Information shown Start Marker
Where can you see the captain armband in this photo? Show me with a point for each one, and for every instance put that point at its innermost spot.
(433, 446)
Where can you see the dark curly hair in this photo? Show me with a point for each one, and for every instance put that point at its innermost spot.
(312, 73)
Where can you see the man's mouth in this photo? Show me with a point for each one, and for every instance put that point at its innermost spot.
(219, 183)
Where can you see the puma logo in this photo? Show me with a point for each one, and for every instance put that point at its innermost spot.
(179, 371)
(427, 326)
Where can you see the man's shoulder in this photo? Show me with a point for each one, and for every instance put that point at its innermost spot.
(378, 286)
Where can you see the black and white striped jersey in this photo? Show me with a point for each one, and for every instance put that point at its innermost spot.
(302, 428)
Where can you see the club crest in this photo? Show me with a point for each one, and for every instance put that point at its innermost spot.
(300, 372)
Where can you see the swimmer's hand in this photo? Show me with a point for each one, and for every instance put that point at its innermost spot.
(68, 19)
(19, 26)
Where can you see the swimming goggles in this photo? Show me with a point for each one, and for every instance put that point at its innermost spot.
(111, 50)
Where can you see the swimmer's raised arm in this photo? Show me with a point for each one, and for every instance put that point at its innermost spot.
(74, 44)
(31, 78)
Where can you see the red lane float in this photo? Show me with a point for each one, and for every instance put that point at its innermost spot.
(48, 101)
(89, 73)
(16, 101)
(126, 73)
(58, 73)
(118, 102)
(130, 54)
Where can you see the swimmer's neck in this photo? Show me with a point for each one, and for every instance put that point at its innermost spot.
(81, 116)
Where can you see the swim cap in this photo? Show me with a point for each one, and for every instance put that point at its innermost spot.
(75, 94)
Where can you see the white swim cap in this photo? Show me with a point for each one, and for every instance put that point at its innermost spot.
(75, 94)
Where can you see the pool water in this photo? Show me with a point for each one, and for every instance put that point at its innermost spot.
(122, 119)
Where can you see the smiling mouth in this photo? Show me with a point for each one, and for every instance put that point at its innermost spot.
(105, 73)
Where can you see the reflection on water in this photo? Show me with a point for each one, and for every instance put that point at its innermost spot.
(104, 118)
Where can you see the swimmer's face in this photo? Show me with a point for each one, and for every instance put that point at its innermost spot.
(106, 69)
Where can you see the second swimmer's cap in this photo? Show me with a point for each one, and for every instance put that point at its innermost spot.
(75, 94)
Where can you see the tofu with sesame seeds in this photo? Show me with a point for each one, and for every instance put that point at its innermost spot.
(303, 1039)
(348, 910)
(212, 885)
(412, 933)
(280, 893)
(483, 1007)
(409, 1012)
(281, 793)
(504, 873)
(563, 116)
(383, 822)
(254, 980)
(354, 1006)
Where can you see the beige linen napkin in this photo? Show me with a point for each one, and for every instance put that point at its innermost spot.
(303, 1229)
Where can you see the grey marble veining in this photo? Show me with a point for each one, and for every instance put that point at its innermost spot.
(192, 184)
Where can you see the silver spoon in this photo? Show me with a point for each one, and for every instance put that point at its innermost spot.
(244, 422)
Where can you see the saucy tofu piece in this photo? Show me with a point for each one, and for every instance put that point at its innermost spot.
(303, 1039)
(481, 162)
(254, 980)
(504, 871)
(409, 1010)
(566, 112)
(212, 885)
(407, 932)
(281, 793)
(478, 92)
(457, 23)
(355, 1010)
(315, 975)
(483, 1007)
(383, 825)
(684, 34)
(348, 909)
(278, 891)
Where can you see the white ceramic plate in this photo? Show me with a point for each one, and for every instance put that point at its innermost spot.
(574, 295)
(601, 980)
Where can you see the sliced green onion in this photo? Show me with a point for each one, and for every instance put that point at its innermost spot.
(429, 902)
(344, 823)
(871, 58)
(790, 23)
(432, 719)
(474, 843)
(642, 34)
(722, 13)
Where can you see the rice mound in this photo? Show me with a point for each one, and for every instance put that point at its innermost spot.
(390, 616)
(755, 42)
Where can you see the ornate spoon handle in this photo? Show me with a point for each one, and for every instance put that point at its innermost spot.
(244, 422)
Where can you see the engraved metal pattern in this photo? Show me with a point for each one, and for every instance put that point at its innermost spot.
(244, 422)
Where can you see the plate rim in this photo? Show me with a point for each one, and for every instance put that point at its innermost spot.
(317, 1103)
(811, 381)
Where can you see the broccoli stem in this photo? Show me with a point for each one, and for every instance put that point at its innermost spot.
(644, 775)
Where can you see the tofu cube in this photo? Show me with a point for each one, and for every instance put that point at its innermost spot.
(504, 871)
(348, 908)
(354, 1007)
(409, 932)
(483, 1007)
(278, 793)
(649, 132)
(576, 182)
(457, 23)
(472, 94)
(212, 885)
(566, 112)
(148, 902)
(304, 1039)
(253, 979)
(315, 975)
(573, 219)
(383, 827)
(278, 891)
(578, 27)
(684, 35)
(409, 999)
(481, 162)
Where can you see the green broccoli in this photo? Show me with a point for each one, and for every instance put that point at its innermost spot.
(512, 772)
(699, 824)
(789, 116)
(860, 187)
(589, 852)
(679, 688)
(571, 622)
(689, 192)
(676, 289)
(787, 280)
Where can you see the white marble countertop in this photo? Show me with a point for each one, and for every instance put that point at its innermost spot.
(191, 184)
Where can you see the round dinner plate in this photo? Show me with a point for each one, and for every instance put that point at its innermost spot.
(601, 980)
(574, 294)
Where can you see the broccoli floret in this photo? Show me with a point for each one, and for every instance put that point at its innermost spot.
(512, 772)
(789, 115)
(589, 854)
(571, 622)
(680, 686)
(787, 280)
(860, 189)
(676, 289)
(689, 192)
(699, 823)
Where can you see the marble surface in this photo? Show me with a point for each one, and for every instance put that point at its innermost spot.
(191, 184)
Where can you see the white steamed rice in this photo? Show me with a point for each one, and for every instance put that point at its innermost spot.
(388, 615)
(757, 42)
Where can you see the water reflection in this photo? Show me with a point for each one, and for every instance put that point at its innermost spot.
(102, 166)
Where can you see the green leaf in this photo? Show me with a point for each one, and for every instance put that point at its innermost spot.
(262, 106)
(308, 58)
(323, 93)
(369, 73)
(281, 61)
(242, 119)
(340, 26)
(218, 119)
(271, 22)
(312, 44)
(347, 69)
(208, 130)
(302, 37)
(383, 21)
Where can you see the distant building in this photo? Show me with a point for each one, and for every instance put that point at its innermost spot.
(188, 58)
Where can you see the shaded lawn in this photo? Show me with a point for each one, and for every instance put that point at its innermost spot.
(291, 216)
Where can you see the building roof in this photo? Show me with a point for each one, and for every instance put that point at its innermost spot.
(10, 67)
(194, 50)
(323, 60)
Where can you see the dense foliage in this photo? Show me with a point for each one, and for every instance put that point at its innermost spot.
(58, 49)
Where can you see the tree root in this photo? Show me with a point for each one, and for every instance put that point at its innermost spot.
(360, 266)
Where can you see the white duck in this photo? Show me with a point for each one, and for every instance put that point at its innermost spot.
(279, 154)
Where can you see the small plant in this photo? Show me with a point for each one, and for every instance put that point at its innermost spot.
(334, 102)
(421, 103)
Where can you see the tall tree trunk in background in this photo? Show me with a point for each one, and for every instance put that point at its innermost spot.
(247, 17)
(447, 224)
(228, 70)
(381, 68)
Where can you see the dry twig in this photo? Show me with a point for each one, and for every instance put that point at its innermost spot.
Information shown End Marker
### Action item
Word for word, write out each of the records above.

### Answer box
Where can you see the captain armband in this photo? Show me with a point for each one, and for every instance put that point at its innermost spot.
(433, 446)
Where can you see the dark curly hair in this photo? Show me with a point for each one, and for every instance put that point at its innermost spot.
(312, 73)
Where can you see the man's mouth in this photo? Show me with a point for each one, and for every instance put that point at its innermost spot.
(219, 183)
Where can you see the puma logo in this photo? Show me with a point for each one, and for every instance put that point at its innermost spot.
(179, 371)
(427, 326)
Where can you see the man's shoulder in this photo? Show me with a point for each one, and for every instance put that point at its innermost spot.
(378, 286)
Where can you see the black and white striped jersey in this photo? Show me with a point for each one, and for every instance put that point at its innermost spot.
(302, 428)
Where can you see the club crest in this photo? Show me with a point for each one, and for every instance put that point at its innermost spot.
(300, 372)
Where can you see the swimmer's hand in this photo? Show me with a point for each one, and for every instance put that point at its innermost spot.
(68, 19)
(19, 26)
Where can you see the swimming goggles in this photo? Show me with a point for each one, and for every instance put that point at its innermost spot.
(111, 50)
Where can you see the swimmer's raised arm in this photo? Show me with a point for each one, and for every instance put that point at its innermost spot.
(74, 44)
(31, 78)
Where can you see the red lane float in this photo? Show me with a point for each one, and for every instance put that point at its innermost spot.
(48, 101)
(89, 73)
(16, 101)
(126, 73)
(58, 73)
(118, 102)
(130, 54)
Where can you see the swimmer's neck in this photo? Show me with a point for each one, and for every instance put that point at its innermost spot.
(81, 116)
Where can you see the swim cap in this photo? Show me with a point for each one, and for every instance put that point at its innermost spot.
(75, 94)
Where can you see the white swim cap in this photo? Show me with a point for each one, and for every instance put that point at its innermost spot.
(75, 94)
Where can you see the pool water in this photo? Show me with a point for each one, and for every instance put that point at its innermost spot.
(122, 119)
Where can you see the smiling mouth in this photo? Show me with a point for each one, and for every instance put that point at its innermost spot.
(105, 73)
Where can you see the reflection on water in this photo? Show me with a point for each one, and for every instance put that point at its innermost spot.
(104, 118)
Where can you see the swimmer's face in this photo? Show me with a point for each one, and for every instance put that point at its innermost spot.
(106, 69)
Where can you see the second swimmer's cap in this photo? Show me with a point for each one, and for every instance put that point at its innermost spot.
(75, 94)
Where can you see the tofu with sesame seeds in this photo? Show me with a point for each one, and for every instance put that point at its innermost spot.
(303, 1039)
(348, 910)
(212, 885)
(412, 933)
(280, 893)
(483, 1007)
(409, 1012)
(281, 793)
(504, 873)
(563, 116)
(383, 822)
(254, 980)
(354, 1006)
Where can you see the beige linen napkin in this photo? Show me with a point for each one, and for every instance put that point at its innermost spot.
(303, 1229)
Where can you see the grey marble veining in this photo? Show me with a point for each one, and for every instance put that point at its innermost spot.
(192, 184)
Where can you see the silver spoon in this photo? Show me with a point for each one, and for every instance put that point at its innermost spot.
(244, 422)
Where can you see the saucy tofu piece in this photo? Show me with a point for each one, and for every instance put that point at its innermost spot.
(303, 1039)
(481, 162)
(254, 980)
(504, 871)
(409, 1010)
(566, 112)
(212, 885)
(407, 932)
(281, 793)
(478, 92)
(457, 23)
(355, 1010)
(315, 975)
(483, 1007)
(383, 825)
(684, 34)
(348, 909)
(278, 891)
Where can you see the white ceramic plate in this photo? Show me with a point for each one, and for every instance put that point at its innermost spot.
(574, 295)
(601, 980)
Where can you see the sliced green onion in this photo? Show me with a point for each one, and for every instance put that point at its innermost spot.
(429, 902)
(344, 823)
(871, 58)
(790, 23)
(432, 719)
(474, 843)
(642, 34)
(722, 13)
Where can you see the rice mound in this photo? Show me with a point for each one, and for every instance put that point at its innermost spot.
(390, 616)
(755, 42)
Where can you see the ornate spoon handle in this photo? Show me with a point for each one, and for every instance put that point at its innermost spot.
(244, 422)
Where can you see the engraved metal pattern in this photo? Show me with a point for each one, and for every instance put that point at its innermost spot.
(244, 422)
Where can you see the plate rim in this photo? Show me with a point for each one, and for every instance put that point at its innermost spot.
(317, 1103)
(811, 381)
Where can you see the broccoli stem in this photo? Show me with a point for each one, and for every instance put that point at its innermost spot.
(644, 775)
Where can you see the tofu cube in this photo? Show me with a point for each one, and for every instance put that point at its innermost spot.
(504, 871)
(348, 908)
(354, 1007)
(409, 932)
(483, 1007)
(278, 793)
(649, 132)
(576, 182)
(457, 23)
(472, 94)
(212, 885)
(566, 112)
(148, 902)
(304, 1039)
(253, 979)
(315, 975)
(573, 219)
(383, 827)
(278, 891)
(578, 27)
(684, 35)
(409, 999)
(481, 162)
Where can you see the green broccoli in this photo? Show me with a point for each one, and for every instance put that point at its innermost spot.
(512, 772)
(699, 824)
(789, 116)
(860, 187)
(589, 852)
(679, 688)
(571, 622)
(689, 192)
(676, 289)
(787, 280)
Where can you see the white marble countertop in this photo? Show me with a point for each one, and for every instance put that point at its innermost spot.
(191, 184)
Where can you see the round dinner plate in this photo? Show me with a point for each one, and for every instance put that point at its innermost spot.
(601, 980)
(574, 294)
Where can you see the broccoli floret in this photo? Show me with a point for each one, and for every instance put that point at its innermost spot.
(512, 772)
(789, 115)
(589, 854)
(571, 622)
(680, 686)
(787, 280)
(860, 189)
(676, 289)
(689, 192)
(699, 823)
Where can you see the marble surface in this photo? Show me with a point for each one, and for every instance put that point at its innermost spot.
(191, 184)
Where can you see the white steamed rice in this photo? Show me with a point for each one, and for every instance put that point at its innermost spot.
(388, 615)
(757, 42)
Where can you see the water reflection in this photo? Show me with a point for each one, and for every instance put that point at its innermost spot.
(102, 166)
Where can you see the green leaf in this photo? Show me with a point for each one, and for every instance put that point at its innermost spot.
(262, 106)
(308, 58)
(323, 93)
(369, 73)
(281, 61)
(242, 119)
(340, 26)
(218, 119)
(271, 22)
(312, 44)
(347, 69)
(208, 130)
(302, 37)
(383, 21)
Where can you see the distant building in this photo? Show me with a point for each one, and for every instance put that point at its innermost spot.
(188, 58)
Where can you see the shaded lawn in this photo? Show me with a point for each one, and for every instance put that point at its innermost spot.
(291, 216)
Where can you see the building roof in this photo? Show me with a point for each one, and for every instance put that point at its innermost spot.
(10, 67)
(194, 50)
(323, 60)
Where can you see the dense foliage in this photo? Show me with a point for each one, and for every instance put that point at its innermost spot.
(58, 49)
Where can you see the tree root in this photo? Show me with a point for each one, and for every instance put that point at its innermost spot.
(360, 266)
Where can you see the white duck in this photo? Show me with a point for each one, and for every instance put that point at its innermost spot.
(279, 154)
Where can you see the small plant in this photo? Show me with a point for each one, and for every instance put that point at its innermost spot.
(334, 102)
(421, 103)
Where can you see the tall tree trunk in background in this photo? Show me with a point for each one, and for every instance put that point at its innermost spot.
(247, 17)
(447, 224)
(228, 70)
(381, 68)
Where can you see the dry twig in this photo? Show me with a point for each one, and for every instance put that point at its innermost spot.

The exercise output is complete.